=== Work task ===
Please return every line in the entries below with the word "white" in it.

Stored data

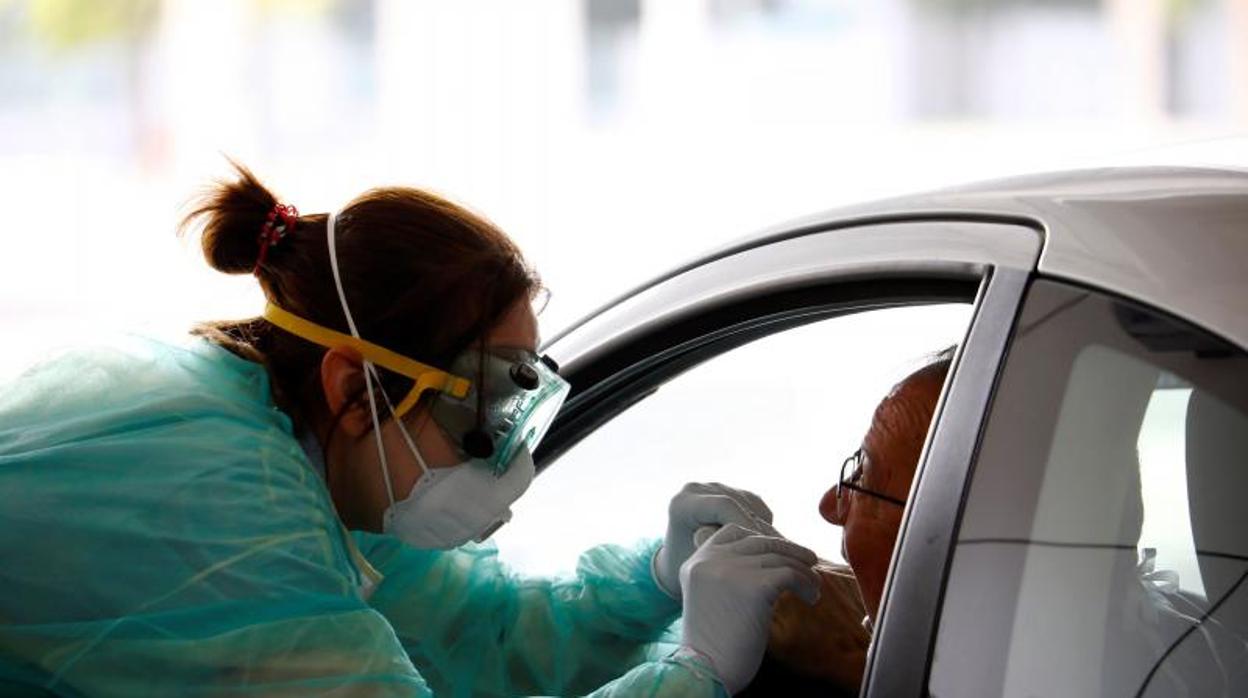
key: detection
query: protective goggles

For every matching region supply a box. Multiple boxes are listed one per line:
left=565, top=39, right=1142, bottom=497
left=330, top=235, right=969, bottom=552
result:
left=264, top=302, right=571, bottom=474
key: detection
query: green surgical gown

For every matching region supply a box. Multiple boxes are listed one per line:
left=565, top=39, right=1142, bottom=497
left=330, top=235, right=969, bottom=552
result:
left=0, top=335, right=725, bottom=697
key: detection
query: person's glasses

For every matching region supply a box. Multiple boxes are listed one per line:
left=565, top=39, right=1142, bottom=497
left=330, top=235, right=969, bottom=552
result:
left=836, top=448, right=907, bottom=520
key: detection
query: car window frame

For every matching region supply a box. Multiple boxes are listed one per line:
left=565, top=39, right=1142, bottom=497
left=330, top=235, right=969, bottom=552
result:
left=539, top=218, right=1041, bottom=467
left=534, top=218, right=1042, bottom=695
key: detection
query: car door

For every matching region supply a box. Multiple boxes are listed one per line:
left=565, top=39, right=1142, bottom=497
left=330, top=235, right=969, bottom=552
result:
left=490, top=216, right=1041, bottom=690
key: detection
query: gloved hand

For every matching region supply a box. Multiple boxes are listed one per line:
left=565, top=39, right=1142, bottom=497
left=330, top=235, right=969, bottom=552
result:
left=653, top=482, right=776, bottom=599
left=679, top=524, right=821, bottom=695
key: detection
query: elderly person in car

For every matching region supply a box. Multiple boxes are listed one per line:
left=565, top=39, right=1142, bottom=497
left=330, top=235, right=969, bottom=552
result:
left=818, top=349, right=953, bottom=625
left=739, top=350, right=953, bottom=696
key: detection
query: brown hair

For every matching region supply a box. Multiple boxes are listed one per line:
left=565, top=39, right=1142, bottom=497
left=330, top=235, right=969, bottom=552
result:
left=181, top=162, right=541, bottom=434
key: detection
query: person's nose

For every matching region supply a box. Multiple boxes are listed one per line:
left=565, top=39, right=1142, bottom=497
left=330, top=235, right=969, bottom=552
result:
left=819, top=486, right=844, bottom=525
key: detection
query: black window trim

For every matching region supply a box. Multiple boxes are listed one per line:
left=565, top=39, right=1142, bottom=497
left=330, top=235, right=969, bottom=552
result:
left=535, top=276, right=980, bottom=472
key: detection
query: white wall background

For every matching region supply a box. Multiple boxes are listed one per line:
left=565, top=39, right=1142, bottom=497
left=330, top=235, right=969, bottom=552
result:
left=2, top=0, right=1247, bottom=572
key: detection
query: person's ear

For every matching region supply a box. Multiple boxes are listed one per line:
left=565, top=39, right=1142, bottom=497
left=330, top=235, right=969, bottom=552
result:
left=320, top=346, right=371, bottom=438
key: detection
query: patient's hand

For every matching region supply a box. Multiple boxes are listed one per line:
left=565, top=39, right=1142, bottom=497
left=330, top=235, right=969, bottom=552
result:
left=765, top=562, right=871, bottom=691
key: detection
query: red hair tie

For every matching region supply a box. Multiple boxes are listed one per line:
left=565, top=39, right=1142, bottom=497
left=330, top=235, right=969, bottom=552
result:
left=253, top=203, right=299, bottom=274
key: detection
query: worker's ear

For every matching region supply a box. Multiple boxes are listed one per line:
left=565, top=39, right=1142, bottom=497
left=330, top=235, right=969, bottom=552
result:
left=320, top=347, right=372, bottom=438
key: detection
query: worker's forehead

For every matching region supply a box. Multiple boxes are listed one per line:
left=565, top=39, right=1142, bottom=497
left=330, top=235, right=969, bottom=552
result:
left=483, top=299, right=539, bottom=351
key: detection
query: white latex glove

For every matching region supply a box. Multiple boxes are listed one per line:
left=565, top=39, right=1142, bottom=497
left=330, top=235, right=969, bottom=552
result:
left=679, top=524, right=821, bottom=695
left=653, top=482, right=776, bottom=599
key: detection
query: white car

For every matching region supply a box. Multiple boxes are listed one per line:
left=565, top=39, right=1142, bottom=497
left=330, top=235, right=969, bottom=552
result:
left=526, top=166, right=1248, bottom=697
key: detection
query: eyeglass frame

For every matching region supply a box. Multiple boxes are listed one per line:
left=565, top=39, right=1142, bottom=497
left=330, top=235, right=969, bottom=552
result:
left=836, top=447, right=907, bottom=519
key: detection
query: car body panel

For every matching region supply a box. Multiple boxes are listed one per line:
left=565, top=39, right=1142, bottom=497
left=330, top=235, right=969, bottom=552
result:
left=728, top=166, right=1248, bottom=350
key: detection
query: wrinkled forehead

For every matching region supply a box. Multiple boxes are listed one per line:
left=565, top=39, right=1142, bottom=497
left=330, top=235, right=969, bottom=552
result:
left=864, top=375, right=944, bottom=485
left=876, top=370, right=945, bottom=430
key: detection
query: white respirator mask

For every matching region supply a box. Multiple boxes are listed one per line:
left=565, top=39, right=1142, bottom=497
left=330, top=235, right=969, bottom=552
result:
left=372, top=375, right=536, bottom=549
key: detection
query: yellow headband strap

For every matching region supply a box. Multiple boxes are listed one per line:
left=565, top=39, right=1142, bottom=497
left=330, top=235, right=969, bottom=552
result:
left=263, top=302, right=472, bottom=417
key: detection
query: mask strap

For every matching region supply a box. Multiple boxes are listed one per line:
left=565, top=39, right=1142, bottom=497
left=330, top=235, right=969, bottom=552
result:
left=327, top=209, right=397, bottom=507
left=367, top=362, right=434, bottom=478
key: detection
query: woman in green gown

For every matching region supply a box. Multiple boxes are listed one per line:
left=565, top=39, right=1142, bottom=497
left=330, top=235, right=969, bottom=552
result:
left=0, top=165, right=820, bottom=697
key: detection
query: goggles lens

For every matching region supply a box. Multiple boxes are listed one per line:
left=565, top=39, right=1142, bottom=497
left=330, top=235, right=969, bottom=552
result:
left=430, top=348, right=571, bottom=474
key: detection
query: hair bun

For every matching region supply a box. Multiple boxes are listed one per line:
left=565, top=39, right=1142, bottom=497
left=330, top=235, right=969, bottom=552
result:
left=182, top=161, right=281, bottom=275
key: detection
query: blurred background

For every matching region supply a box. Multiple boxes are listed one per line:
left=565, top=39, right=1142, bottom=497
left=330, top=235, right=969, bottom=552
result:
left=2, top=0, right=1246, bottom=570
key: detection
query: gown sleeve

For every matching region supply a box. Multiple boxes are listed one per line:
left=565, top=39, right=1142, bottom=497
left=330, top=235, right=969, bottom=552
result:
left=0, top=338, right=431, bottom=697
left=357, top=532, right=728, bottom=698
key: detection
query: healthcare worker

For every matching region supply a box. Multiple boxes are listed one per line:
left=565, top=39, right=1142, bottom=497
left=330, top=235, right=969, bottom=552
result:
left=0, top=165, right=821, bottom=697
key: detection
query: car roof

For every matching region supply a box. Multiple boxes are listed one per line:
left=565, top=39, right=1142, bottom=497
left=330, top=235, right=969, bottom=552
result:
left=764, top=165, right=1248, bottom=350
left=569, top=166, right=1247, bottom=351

---

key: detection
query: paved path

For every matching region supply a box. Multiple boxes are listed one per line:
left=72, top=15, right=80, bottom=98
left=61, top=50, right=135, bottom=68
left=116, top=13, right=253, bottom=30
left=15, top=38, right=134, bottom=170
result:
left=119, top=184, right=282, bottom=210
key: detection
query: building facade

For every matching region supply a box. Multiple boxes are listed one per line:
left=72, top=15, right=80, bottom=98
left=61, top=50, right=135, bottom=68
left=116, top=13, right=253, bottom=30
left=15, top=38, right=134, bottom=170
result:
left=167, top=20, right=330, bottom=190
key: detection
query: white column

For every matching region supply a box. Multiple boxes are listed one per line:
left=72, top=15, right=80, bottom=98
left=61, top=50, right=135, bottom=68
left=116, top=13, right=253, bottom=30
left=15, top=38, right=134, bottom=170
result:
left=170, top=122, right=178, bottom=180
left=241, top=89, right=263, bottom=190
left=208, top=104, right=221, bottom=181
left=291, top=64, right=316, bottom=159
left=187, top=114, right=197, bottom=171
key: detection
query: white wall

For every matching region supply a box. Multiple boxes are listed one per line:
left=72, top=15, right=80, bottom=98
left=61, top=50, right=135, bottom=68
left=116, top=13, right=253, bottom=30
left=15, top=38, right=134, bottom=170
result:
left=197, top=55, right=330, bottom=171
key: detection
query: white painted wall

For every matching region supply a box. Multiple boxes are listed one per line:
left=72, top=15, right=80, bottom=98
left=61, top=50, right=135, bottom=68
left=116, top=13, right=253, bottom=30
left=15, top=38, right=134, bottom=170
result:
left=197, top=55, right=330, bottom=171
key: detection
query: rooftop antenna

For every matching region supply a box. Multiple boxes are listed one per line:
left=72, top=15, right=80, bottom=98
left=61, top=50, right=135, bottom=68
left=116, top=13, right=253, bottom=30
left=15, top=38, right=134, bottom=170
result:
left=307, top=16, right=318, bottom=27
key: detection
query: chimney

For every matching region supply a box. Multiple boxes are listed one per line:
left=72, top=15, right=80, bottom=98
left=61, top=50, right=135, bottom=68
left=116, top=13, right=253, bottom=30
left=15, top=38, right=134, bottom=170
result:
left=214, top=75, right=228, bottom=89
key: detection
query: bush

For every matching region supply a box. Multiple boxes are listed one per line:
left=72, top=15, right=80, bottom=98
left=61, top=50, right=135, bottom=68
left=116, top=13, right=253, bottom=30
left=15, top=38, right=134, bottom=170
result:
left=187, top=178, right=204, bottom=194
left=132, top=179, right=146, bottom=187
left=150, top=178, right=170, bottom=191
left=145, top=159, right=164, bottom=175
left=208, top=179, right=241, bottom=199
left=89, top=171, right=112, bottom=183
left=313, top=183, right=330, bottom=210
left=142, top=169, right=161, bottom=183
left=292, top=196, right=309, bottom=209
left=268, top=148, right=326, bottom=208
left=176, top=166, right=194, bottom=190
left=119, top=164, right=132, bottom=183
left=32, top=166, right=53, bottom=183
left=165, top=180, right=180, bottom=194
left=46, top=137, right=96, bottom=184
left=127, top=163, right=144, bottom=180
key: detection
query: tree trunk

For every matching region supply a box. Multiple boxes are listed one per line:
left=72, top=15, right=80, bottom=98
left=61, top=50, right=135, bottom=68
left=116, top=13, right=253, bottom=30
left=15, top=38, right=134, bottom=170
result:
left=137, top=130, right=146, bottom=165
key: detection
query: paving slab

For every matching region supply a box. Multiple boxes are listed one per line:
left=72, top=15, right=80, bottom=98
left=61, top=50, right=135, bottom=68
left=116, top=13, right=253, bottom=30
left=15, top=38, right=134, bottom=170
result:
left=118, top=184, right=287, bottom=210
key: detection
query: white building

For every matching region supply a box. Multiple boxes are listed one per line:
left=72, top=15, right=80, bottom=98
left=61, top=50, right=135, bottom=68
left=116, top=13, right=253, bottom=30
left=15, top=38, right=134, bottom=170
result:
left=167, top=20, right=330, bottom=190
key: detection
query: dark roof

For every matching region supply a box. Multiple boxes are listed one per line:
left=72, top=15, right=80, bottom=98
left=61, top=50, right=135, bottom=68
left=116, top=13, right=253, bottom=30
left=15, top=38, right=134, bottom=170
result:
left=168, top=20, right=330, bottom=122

=== Reply to the exercise ===
query: white wall background
query: white latex glove
query: white car
query: white respirator mask
query: white column
query: white wall
query: white painted wall
query: white building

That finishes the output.